Task: Could you copy out every line of the records below word for word, leaving the pictures out of your answer?

────

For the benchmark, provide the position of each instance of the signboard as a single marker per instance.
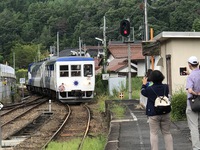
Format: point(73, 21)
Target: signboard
point(1, 106)
point(105, 76)
point(151, 48)
point(121, 95)
point(22, 80)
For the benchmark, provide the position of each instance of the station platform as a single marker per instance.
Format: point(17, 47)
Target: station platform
point(132, 131)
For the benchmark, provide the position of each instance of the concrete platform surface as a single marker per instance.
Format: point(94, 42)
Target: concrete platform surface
point(132, 131)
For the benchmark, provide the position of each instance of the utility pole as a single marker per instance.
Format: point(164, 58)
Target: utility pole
point(14, 60)
point(147, 64)
point(80, 45)
point(129, 69)
point(58, 44)
point(104, 44)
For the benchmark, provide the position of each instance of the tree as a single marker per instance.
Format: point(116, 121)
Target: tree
point(196, 25)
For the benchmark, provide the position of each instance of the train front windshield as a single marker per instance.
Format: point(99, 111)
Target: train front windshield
point(88, 70)
point(76, 70)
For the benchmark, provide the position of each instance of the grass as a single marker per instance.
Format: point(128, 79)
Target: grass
point(96, 143)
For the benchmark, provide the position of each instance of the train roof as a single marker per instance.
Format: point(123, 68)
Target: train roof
point(74, 58)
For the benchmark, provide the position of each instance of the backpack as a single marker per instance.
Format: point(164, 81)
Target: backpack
point(162, 104)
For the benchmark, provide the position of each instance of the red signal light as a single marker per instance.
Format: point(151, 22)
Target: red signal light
point(125, 28)
point(125, 32)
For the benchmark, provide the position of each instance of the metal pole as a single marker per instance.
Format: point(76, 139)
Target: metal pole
point(129, 69)
point(49, 105)
point(146, 34)
point(104, 44)
point(0, 136)
point(58, 44)
point(80, 45)
point(14, 60)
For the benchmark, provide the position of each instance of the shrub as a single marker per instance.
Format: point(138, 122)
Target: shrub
point(179, 104)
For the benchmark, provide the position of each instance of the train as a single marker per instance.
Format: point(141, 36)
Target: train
point(67, 79)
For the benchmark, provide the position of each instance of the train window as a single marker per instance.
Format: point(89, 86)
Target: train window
point(88, 70)
point(64, 71)
point(75, 70)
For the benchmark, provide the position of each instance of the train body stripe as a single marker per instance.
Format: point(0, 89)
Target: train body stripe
point(74, 58)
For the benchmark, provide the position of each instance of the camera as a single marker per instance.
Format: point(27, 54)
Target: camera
point(183, 71)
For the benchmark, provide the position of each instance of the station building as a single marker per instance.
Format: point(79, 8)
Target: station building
point(175, 49)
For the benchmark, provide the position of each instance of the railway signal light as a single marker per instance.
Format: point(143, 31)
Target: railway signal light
point(125, 28)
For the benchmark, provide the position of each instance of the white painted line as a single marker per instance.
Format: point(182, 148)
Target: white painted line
point(114, 141)
point(122, 120)
point(134, 117)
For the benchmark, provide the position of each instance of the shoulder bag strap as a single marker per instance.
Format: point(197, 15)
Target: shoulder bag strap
point(155, 92)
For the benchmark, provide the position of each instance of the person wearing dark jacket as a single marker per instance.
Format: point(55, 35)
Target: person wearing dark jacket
point(157, 122)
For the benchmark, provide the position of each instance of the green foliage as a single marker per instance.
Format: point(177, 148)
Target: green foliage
point(101, 102)
point(21, 73)
point(37, 22)
point(196, 25)
point(96, 143)
point(179, 104)
point(101, 86)
point(118, 110)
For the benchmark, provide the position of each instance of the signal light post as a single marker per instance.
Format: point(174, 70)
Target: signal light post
point(125, 31)
point(125, 28)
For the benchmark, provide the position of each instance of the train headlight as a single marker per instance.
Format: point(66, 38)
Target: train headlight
point(87, 82)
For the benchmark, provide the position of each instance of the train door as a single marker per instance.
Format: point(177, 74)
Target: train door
point(88, 71)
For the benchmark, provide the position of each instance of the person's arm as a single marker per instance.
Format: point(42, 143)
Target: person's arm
point(143, 89)
point(190, 90)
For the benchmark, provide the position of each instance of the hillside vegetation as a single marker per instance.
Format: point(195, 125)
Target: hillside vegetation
point(29, 27)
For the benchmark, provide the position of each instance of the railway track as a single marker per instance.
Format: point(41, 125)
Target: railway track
point(76, 125)
point(44, 130)
point(36, 127)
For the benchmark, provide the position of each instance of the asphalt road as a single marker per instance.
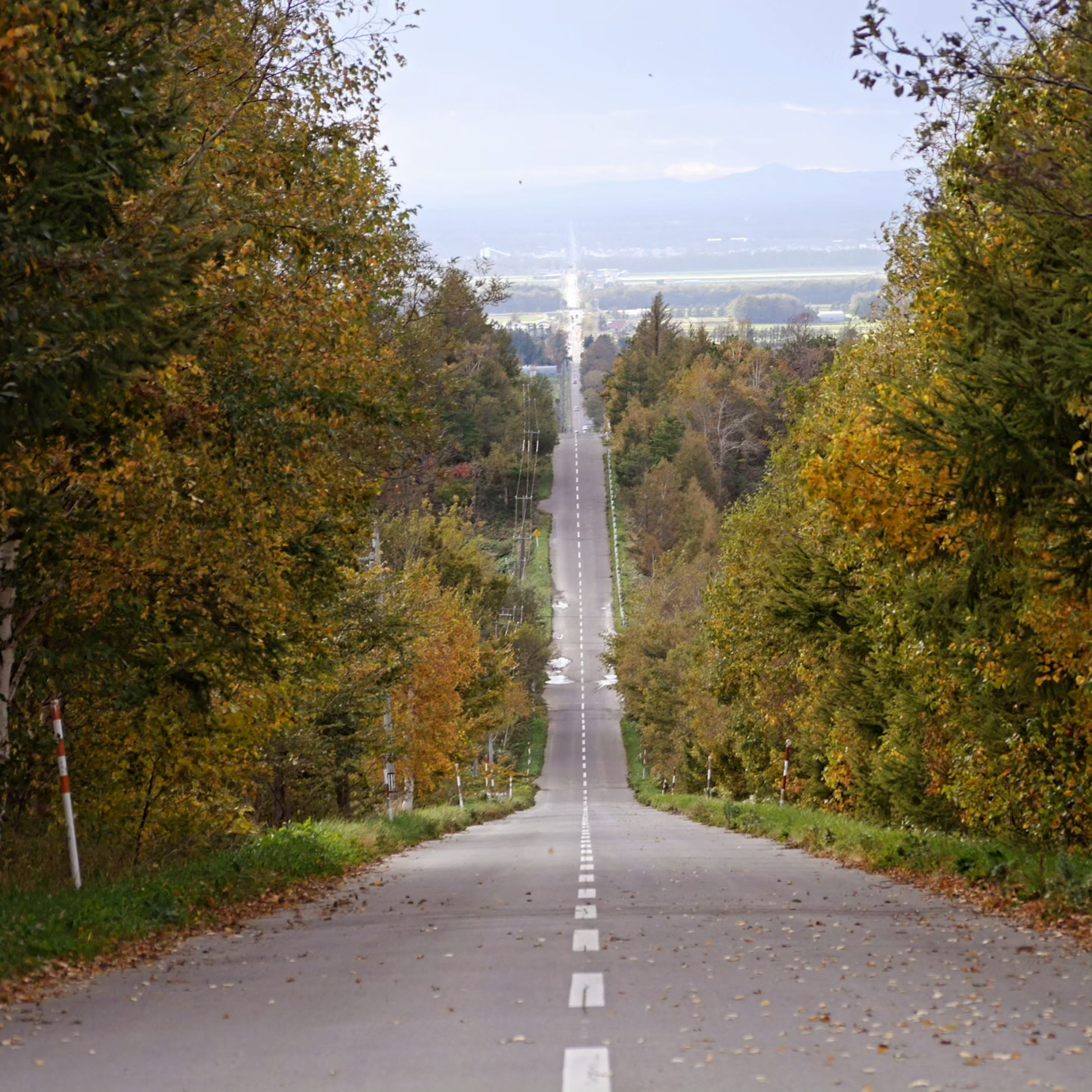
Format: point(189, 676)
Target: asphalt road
point(586, 945)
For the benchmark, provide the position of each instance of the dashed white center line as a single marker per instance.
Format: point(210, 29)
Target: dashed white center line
point(587, 1070)
point(587, 991)
point(586, 941)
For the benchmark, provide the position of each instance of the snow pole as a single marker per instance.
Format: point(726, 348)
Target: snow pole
point(785, 775)
point(391, 785)
point(55, 706)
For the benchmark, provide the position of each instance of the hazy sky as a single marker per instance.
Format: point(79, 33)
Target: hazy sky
point(549, 93)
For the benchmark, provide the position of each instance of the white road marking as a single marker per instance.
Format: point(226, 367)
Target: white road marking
point(586, 941)
point(587, 991)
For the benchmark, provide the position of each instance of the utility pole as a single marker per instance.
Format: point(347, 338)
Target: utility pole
point(388, 715)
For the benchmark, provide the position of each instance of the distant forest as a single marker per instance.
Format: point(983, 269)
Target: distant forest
point(530, 299)
point(840, 294)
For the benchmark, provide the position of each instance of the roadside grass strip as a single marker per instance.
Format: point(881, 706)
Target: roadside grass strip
point(1052, 888)
point(40, 928)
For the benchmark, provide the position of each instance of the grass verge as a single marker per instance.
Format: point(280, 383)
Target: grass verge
point(617, 514)
point(1046, 890)
point(44, 928)
point(540, 577)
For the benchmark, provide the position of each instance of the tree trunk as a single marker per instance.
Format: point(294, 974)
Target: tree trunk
point(9, 556)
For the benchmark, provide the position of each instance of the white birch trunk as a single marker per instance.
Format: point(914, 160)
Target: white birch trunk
point(9, 556)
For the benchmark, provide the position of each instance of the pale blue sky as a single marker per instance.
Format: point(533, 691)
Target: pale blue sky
point(502, 91)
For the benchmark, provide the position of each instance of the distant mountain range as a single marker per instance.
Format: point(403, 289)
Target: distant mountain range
point(772, 217)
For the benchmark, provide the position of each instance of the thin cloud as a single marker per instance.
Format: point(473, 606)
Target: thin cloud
point(700, 172)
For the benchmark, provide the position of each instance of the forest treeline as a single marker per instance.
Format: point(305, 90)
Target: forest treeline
point(229, 373)
point(884, 552)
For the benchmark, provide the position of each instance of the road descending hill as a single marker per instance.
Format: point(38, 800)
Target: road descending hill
point(587, 945)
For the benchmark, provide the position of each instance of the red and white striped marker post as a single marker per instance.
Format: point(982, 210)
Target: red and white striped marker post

────

Response:
For the benchmark, provide the position of each instance of the signboard as a single marker per instance.
Format: point(73, 21)
Target: signboard
point(1, 106)
point(105, 76)
point(151, 48)
point(121, 95)
point(22, 80)
For the benchmark, provide the position of each instance of the station platform as a single marker per instance.
Format: point(17, 47)
Target: station platform
point(132, 131)
For the benchmark, provide the position of each instance of the concrete platform surface as a single marker per instance.
Format: point(94, 42)
Target: concrete platform surface
point(132, 131)
For the benchmark, provide the position of each instance of the utility pole as a single marker per instance.
Format: point(164, 58)
Target: utility pole
point(14, 60)
point(147, 64)
point(80, 45)
point(129, 69)
point(58, 44)
point(104, 44)
For the benchmark, provide the position of each instance of the tree as a single marker per instance.
Format: point(116, 121)
Target: tree
point(196, 25)
For the benchmark, provide the position of each instance of the train front windshield as a single marker per instance.
Format: point(99, 111)
Target: train front windshield
point(88, 70)
point(76, 70)
For the benchmark, provide the position of each instance of the grass as a single marker per instance.
Format: point(128, 79)
Target: grass
point(96, 143)
For the benchmark, provide the position of each instance of the train roof as a single marker per instance.
Format: point(123, 68)
Target: train roof
point(74, 58)
For the benchmark, provide the position of each instance of the backpack as a single marker per instance.
Format: point(164, 81)
Target: backpack
point(162, 104)
For the benchmark, provide the position of each instance of the red signal light as a single marker per instance.
Format: point(151, 22)
Target: red signal light
point(125, 28)
point(125, 32)
For the benchmark, provide the position of each instance of the metal pole as a single marker per instance.
Format: point(76, 139)
Target: metal pole
point(129, 69)
point(49, 105)
point(146, 34)
point(104, 44)
point(0, 136)
point(58, 44)
point(80, 45)
point(14, 60)
For the benchmark, provide the position of each instance of the shrub as a single marker per instance.
Format: point(138, 122)
Target: shrub
point(179, 104)
For the benchmark, provide the position of each instance of the train as a single marker per instance.
Format: point(141, 36)
Target: train
point(67, 79)
For the benchmark, provide the position of each instance of the train window as a single marker per instance.
Format: point(89, 86)
Target: train window
point(88, 70)
point(64, 71)
point(75, 70)
For the benchmark, provide the position of each instance of the train body stripe as a single marker per instance.
Format: point(0, 89)
Target: train body stripe
point(74, 58)
For the benchmark, provide the position of each instance of the camera as a single marker per instance.
Format: point(27, 54)
Target: camera
point(183, 71)
For the benchmark, provide the position of each instance of the station building as a single marker per instance.
Format: point(79, 8)
Target: station building
point(175, 49)
For the benchmark, provide the position of each instance of the railway signal light as a single marker per instance.
Format: point(143, 31)
Target: railway signal light
point(125, 28)
For the benchmark, provide the position of each instance of the white painted line as a single marker per instance.
Format: point(182, 148)
Target: white painted line
point(114, 141)
point(122, 120)
point(134, 117)
For the benchmark, provide the position of each instance of the shoulder bag strap as a single marker per instance.
Format: point(197, 15)
Target: shoulder bag strap
point(155, 92)
For the benchmark, provide the position of each instance of the person wearing dark jacket as a single marker per instance.
Format: point(55, 35)
Target: person wearing dark jacket
point(157, 122)
For the benchmark, provide the position of each instance of the green foliage as a single marker per instance.
Format: point(177, 148)
Target: green foliage
point(101, 102)
point(21, 73)
point(37, 22)
point(196, 25)
point(96, 143)
point(179, 104)
point(101, 86)
point(118, 110)
For the benchmark, provide the position of each instance of the signal light post as a single marker per instance.
Format: point(174, 70)
Target: signal light post
point(125, 31)
point(125, 28)
For the benchmark, provide the position of each instance of the train headlight as a single marker per instance.
Format: point(66, 38)
Target: train headlight
point(87, 82)
For the benchmark, provide the position of each instance of the train door as a single marker per instance.
Format: point(177, 74)
Target: train door
point(88, 71)
For the benchmark, provide the position of each instance of the person's arm as a single marker per instance.
Format: point(42, 143)
Target: person's arm
point(143, 89)
point(190, 90)
For the benchmark, provide the position of each instance of the hillside vegetation as a single marker per instance.
Format: point(195, 125)
Target: hillside vegetation
point(29, 27)
For the benchmark, provide the position of each instance of the railway track as a single marker per instance.
Format: point(41, 125)
Target: railway track
point(76, 125)
point(44, 130)
point(36, 127)
For the benchmark, provide the position of each instance of the asphalt road as a single marker per instance.
Format: point(189, 676)
Target: asphalt road
point(586, 945)
For the benchmark, provide the position of each instance of the dashed white center line as a single marker per instance.
Format: point(210, 29)
Target: dashed white center line
point(587, 1070)
point(587, 991)
point(586, 941)
For the benchmark, provide the position of each instance of the snow pole as a single marker per instance.
Format: point(726, 348)
Target: snow pole
point(785, 775)
point(391, 785)
point(55, 706)
For the benchmark, provide the position of each instance of the hazy sky as a single marker per instance.
Format: point(79, 33)
Target: hazy sky
point(549, 93)
For the benchmark, provide the position of each instance of the white road marking as a single marker per instance.
Format: point(226, 367)
Target: white road marking
point(586, 941)
point(587, 991)
For the benchmark, provide the position of each instance of the utility pole as a single marker per instance.
Format: point(347, 338)
Target: utility pole
point(388, 715)
For the benchmark, provide the position of each instance of the distant forest as a single marker per instance.
Format: point(983, 269)
Target: distant forest
point(530, 299)
point(840, 294)
For the benchmark, provide the position of each instance of the roadside grass strip as a single marker per instance.
Format: point(881, 706)
Target: roadside grass strip
point(1052, 888)
point(40, 928)
For the benchmark, provide the position of each instance of the grass verge as a single marker per instance.
Format: point(280, 383)
Target: grass verge
point(617, 514)
point(1046, 890)
point(44, 928)
point(540, 577)
For the benchmark, provide the position of each instance of the tree trunk as a single marker per instance.
Format: point(294, 974)
Target: tree trunk
point(9, 556)
For the benchmark, provide the position of each instance of the white birch trunk as a single marker per instance.
Format: point(914, 160)
Target: white birch trunk
point(9, 556)
For the benchmark, provide the position of each instance of the pale blue sky as a single marker per instance.
Format: point(533, 691)
Target: pale blue sky
point(502, 91)
For the benchmark, provide the position of each instance of the distant mountain range as a single marker per instance.
Format: point(403, 289)
Target: distant mountain range
point(772, 217)
For the benchmark, provide the position of each instance of the thin cloud as a single marker per instance.
Format: point(473, 606)
Target: thin cloud
point(700, 172)
For the benchmark, provide the position of each instance of the forest treeline as a single marker per instance.
Format: point(305, 90)
Target: forest treeline
point(229, 373)
point(884, 552)
For the benchmark, provide the position of each instance of the road descending hill as a single marker per instance.
Format: point(38, 800)
Target: road descending hill
point(587, 945)
For the benchmark, provide the position of each instance of the red and white striped marker post as a single marker per instance.
Format: point(982, 210)
Target: red and white striped marker post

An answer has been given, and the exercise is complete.